Description of the task: Return the items between the line holding "Target: **blue sky**" and the line holding "661 465 L 821", inclusive, repeating each of them exactly and leaving out everything else.

--- start Information provided ---

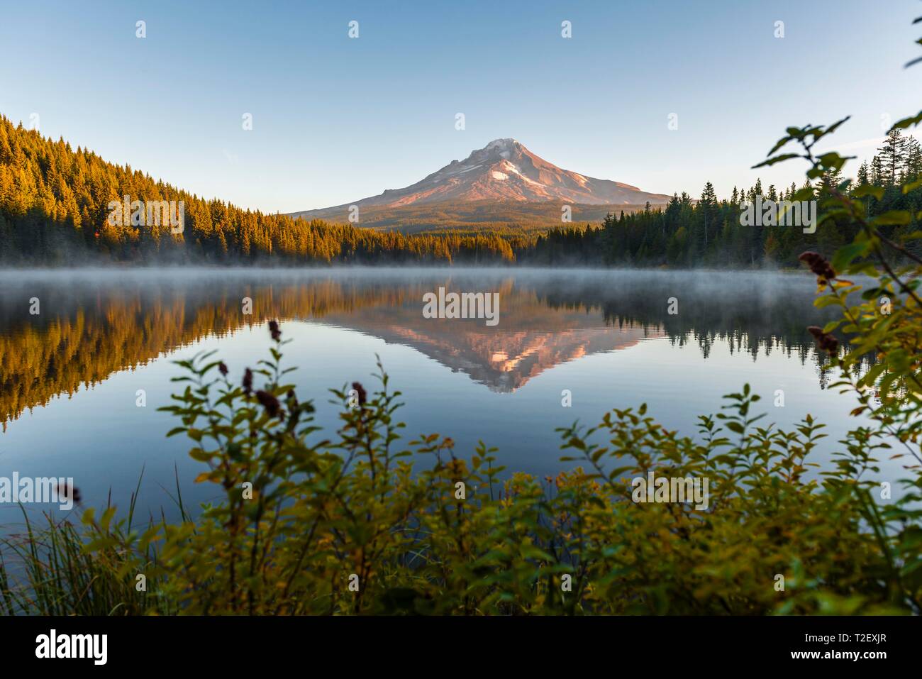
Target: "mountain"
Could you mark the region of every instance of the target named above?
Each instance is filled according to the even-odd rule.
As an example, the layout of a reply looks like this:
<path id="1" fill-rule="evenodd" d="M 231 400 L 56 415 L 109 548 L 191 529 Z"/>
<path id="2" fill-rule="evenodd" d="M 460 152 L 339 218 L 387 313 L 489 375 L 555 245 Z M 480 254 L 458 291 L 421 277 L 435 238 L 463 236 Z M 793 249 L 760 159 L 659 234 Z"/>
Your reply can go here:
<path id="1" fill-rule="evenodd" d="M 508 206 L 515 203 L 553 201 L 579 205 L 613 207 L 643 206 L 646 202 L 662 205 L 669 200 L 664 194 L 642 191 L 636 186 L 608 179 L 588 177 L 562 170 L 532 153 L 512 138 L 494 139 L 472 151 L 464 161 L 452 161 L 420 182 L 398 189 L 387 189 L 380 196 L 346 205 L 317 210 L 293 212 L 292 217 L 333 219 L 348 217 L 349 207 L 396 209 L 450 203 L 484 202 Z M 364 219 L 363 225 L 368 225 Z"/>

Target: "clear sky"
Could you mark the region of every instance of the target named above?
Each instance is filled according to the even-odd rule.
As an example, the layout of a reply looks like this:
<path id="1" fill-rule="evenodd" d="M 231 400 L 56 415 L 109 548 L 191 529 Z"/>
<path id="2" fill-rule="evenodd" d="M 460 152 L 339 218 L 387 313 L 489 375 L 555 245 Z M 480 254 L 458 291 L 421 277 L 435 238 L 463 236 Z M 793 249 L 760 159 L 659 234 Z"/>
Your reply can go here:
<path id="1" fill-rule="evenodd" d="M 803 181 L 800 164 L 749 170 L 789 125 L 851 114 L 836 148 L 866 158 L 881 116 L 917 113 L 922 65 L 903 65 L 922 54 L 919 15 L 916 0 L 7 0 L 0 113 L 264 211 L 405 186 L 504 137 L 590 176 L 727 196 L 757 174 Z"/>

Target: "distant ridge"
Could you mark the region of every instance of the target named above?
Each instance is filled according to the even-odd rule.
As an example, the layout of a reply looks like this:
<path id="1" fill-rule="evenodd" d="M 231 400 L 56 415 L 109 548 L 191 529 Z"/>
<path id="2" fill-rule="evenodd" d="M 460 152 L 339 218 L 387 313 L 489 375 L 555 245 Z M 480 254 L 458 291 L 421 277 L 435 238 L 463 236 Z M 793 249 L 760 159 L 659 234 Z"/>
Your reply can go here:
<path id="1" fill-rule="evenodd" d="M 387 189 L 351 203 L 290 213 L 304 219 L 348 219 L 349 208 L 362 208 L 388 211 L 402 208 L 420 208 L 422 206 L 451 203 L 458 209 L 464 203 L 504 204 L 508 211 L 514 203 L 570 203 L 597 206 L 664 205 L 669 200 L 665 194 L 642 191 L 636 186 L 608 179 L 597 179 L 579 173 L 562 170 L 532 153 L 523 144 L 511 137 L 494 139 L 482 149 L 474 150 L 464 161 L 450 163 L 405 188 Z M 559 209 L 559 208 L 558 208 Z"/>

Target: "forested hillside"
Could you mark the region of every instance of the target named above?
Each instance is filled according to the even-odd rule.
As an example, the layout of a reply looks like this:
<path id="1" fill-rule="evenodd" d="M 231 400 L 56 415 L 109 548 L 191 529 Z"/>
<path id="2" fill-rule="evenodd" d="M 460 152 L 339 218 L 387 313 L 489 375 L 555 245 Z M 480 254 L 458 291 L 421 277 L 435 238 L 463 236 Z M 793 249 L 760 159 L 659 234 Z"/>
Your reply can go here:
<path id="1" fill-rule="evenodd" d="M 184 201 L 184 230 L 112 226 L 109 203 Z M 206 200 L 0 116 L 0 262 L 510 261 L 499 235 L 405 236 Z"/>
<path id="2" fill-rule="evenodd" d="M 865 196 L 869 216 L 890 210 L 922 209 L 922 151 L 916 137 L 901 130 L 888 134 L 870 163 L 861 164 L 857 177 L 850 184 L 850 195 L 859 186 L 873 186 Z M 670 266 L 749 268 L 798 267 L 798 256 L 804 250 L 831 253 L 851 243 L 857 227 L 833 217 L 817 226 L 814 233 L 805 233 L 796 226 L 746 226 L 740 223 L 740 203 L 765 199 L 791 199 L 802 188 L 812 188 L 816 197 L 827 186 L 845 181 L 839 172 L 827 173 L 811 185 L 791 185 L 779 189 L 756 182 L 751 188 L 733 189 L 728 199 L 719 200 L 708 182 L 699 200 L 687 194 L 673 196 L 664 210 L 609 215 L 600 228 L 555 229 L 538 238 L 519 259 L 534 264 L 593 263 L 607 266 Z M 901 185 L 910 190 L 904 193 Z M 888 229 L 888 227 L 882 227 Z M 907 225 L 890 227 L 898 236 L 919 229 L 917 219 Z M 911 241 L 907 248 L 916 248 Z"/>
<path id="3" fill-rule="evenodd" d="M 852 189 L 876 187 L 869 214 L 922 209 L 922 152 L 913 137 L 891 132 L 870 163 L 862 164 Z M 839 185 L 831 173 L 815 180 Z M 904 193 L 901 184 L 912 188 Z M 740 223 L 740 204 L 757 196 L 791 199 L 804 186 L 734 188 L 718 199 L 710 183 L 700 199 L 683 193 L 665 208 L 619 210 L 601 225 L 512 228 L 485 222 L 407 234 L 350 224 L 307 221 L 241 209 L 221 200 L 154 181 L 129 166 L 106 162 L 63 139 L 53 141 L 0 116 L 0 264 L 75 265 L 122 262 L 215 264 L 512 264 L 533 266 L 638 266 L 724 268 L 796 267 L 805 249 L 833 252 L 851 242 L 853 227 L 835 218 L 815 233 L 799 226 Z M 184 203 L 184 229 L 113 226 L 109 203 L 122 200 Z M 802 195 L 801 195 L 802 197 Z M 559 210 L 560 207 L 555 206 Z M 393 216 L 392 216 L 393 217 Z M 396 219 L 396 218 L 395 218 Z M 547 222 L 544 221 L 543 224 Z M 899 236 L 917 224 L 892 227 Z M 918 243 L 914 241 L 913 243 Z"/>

--- end Information provided ---
--- start Information provided ---

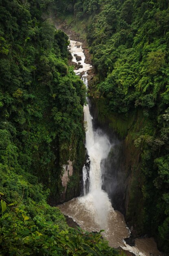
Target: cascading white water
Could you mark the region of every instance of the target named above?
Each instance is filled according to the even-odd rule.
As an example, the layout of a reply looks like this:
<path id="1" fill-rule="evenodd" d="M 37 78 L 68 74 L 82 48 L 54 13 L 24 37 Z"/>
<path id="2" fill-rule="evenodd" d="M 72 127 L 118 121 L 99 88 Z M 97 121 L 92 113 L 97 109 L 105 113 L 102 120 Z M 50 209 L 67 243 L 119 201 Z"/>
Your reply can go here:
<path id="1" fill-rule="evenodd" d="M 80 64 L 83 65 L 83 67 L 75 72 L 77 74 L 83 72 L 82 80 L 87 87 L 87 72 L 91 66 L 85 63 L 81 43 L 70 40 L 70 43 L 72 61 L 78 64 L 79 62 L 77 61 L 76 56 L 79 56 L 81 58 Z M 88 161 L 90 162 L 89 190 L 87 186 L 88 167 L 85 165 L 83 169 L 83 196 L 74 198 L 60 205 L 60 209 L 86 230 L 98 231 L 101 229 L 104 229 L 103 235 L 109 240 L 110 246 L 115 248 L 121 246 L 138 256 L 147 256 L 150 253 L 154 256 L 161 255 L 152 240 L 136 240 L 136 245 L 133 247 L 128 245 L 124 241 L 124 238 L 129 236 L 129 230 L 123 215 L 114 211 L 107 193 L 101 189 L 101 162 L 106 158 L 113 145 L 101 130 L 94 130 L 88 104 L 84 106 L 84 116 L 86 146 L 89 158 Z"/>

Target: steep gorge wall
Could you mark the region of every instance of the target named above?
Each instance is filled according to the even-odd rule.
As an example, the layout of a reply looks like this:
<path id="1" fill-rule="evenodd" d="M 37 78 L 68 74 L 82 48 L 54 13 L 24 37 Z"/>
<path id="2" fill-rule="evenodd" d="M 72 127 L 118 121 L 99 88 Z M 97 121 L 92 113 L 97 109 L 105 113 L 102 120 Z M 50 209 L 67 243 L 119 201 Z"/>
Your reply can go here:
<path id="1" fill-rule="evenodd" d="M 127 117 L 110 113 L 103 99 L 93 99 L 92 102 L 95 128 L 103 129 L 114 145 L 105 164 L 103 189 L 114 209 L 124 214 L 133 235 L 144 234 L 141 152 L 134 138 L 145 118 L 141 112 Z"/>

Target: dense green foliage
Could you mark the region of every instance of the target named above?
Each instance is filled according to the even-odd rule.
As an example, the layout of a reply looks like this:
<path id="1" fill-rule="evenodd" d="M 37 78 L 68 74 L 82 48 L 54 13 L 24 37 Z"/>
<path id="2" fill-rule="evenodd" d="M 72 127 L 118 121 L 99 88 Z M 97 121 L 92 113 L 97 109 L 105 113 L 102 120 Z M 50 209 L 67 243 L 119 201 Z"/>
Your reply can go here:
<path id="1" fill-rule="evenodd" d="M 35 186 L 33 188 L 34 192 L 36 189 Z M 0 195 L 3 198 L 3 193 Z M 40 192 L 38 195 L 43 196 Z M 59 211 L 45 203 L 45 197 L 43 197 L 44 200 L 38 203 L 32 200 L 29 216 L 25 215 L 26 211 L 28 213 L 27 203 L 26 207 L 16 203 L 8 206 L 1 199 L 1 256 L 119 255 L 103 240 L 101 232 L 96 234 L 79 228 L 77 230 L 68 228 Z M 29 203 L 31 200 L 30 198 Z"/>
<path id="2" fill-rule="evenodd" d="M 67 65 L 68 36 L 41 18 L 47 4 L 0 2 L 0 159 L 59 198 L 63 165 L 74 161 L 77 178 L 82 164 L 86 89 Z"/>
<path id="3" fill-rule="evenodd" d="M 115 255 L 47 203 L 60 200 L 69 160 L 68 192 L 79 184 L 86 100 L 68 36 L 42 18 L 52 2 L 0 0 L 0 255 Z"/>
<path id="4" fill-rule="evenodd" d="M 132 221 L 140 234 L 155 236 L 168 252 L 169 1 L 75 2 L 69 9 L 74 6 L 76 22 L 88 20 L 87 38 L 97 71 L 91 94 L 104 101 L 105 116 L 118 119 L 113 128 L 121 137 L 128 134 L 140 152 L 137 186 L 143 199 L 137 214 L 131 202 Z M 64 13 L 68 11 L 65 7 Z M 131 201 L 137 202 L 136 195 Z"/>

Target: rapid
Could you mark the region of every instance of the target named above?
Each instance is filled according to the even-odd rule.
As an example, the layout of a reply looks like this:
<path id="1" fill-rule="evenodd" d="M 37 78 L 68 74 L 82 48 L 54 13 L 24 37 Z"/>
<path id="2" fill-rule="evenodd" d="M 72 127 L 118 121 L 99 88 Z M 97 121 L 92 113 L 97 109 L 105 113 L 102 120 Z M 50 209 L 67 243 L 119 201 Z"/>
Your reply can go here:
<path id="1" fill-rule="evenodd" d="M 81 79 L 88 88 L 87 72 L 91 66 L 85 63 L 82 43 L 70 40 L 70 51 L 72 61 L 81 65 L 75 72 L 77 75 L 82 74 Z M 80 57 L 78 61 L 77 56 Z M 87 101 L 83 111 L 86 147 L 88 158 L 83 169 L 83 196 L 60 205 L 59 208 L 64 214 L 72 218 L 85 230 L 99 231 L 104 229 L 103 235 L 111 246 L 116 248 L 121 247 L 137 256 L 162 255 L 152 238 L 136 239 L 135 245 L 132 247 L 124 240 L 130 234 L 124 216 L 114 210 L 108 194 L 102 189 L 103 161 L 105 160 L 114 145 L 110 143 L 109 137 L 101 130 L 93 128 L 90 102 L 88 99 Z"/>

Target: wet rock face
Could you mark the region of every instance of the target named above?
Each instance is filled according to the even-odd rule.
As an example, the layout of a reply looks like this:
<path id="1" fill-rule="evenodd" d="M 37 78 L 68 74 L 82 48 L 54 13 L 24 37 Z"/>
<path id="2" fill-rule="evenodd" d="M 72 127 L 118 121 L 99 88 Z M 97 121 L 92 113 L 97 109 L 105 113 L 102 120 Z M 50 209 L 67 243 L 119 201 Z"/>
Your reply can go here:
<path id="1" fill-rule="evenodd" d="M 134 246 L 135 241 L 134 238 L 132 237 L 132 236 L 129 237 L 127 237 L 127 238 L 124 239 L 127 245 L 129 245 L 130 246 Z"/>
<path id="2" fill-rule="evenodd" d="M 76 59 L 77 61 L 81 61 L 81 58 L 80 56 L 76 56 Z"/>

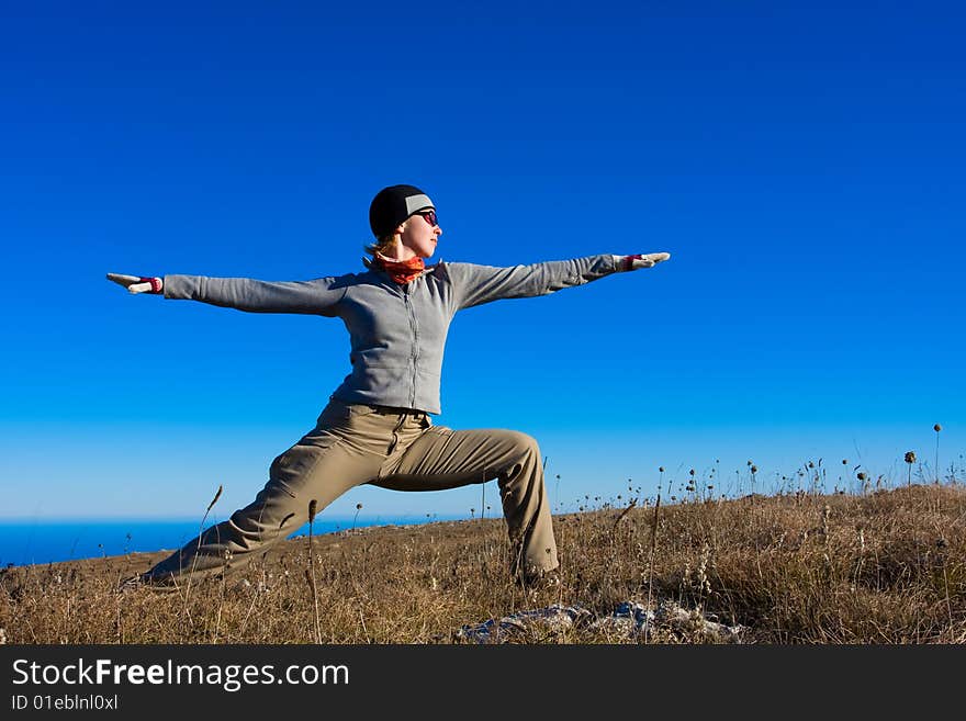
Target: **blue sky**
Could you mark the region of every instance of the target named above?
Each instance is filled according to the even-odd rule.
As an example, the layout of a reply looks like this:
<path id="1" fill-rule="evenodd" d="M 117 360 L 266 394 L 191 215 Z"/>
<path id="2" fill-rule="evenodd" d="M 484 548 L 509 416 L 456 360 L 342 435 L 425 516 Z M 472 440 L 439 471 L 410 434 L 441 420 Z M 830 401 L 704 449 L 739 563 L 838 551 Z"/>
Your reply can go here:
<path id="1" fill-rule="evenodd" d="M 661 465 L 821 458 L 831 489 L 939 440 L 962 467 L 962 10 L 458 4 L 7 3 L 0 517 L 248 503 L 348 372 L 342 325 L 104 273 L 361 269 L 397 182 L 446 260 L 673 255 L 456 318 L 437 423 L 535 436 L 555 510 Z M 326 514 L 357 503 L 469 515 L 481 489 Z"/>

--- end Information provided ---

Reply to the exercise:
Target: **blue sky**
Could you mark the region of every instance of the target named above?
Each instance is filled according to the even-odd rule.
As an example, the layout of a reply looks like this:
<path id="1" fill-rule="evenodd" d="M 117 360 L 266 394 L 191 215 Z"/>
<path id="2" fill-rule="evenodd" d="M 484 548 L 509 416 L 456 360 L 342 435 L 425 516 Z M 472 440 L 439 471 L 410 434 L 441 420 Z M 830 401 L 704 449 L 739 563 L 838 551 Z"/>
Your reply can go here:
<path id="1" fill-rule="evenodd" d="M 661 465 L 821 458 L 831 489 L 939 440 L 962 467 L 962 10 L 458 4 L 7 3 L 0 517 L 248 503 L 348 372 L 342 325 L 104 273 L 361 269 L 397 182 L 446 260 L 673 255 L 456 318 L 437 423 L 535 436 L 555 510 Z M 326 514 L 357 503 L 469 515 L 481 489 Z"/>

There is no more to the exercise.